§ Excerpt
──────────
Corruption as an obstacle to development

Haaya Naushan
3 min readJan 8, 2024
Photo by Christine Roy on Unsplash

My bias on the topic of corruption is that loving money is a mistake, and I do not equate law with truth or virtue. Laws should protect the innocent and punish the guilty, but this is not the case in the Global South, nor is it the reality for many in the Global North. Development has never existed independently of politics, yet serious political reform is never on the international development community’s agenda. Pragmatism requires working with what is available while acknowledging the limitations of your resources. International development organizations observe pragmatism through cooperating with corrupt systems. This type of depoliticized pragmatism overlooks the obvious. Instead, the international development community should acknowledge corruption as a major limitation of government, legal and financial systems, and circumvent these inefficiencies with technology. This is the approach needed to sow the seeds of real political reform.

A strong caveat: techno-solutionism is never the answer because progress with technology always generates disproportionate risks for the marginalized. A tolerance for moral complexity, however, is necessary to harness the potential of technology to bypass corrupt systems in support of development objectives that could lead to political reform. Consider the impact Meta has had in Nigeria. In May 2016, Mark Zukerberg launched Free Basics through Airtel Africa, which gives Nigerians free mobile access to Facebook and some information-related websites. Later in August 2016, Zukerberg partnered with Coollink to provide high speed Wifi across the country at an affordable cost. Today, Lagos City garners comparisons to Silicon Valley, but Facebook, and other social media platforms, facilitate the spread of misinformation and hate speech damaging the country’s social fabric.
──────────
§ Information given
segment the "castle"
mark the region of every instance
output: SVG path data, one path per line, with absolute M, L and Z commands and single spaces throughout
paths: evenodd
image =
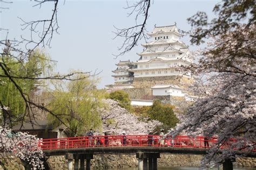
M 184 83 L 193 81 L 190 73 L 182 73 L 182 66 L 193 63 L 188 46 L 181 42 L 176 25 L 156 26 L 147 33 L 151 41 L 142 44 L 143 51 L 134 62 L 120 61 L 112 71 L 115 89 L 150 88 L 155 95 L 184 96 Z M 182 84 L 182 85 L 181 85 Z

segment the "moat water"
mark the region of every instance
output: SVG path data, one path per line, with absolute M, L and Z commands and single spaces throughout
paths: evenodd
M 110 169 L 104 169 L 107 170 L 137 170 L 138 168 L 110 168 Z M 158 170 L 196 170 L 198 169 L 198 167 L 169 167 L 169 168 L 158 168 Z M 217 170 L 217 168 L 209 168 L 209 170 Z M 234 167 L 234 170 L 255 170 L 255 168 L 237 168 Z

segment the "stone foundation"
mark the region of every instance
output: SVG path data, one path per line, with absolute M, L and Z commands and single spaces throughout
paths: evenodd
M 5 165 L 5 169 L 25 169 L 24 162 L 14 155 L 1 157 L 1 161 Z M 161 158 L 158 159 L 158 167 L 171 167 L 178 166 L 198 167 L 203 155 L 190 154 L 160 154 Z M 65 156 L 51 156 L 47 160 L 50 169 L 66 169 L 68 160 Z M 135 154 L 130 155 L 96 155 L 91 160 L 91 167 L 99 168 L 119 168 L 138 167 L 138 159 Z M 234 166 L 255 167 L 256 158 L 238 157 Z M 0 169 L 4 168 L 0 166 Z
M 203 155 L 190 154 L 160 154 L 158 159 L 158 166 L 171 167 L 200 166 Z M 50 157 L 47 161 L 51 169 L 66 169 L 68 162 L 64 156 Z M 91 167 L 99 168 L 119 168 L 138 167 L 138 159 L 134 154 L 130 155 L 95 155 L 91 160 Z M 233 162 L 235 166 L 254 167 L 256 166 L 255 158 L 238 158 Z
M 144 99 L 144 96 L 152 95 L 152 90 L 150 88 L 134 88 L 123 90 L 129 94 L 130 98 Z
M 156 84 L 176 84 L 180 87 L 187 86 L 194 81 L 193 79 L 181 76 L 136 77 L 132 85 L 135 88 L 149 88 Z

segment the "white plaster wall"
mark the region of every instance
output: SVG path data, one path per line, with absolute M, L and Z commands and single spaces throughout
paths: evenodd
M 152 94 L 153 96 L 167 96 L 169 95 L 168 91 L 169 88 L 152 89 Z
M 185 96 L 185 94 L 182 93 L 181 89 L 176 89 L 176 88 L 171 88 L 169 89 L 168 93 L 171 96 L 181 96 L 183 97 Z
M 146 105 L 150 106 L 153 104 L 152 101 L 131 101 L 131 105 Z

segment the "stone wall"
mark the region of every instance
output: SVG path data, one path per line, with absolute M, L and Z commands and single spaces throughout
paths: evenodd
──────────
§ Goal
According to the corruption article, in what month and year was Free Basics launched through Airtel Africa?

§ Output of the task
May 2016.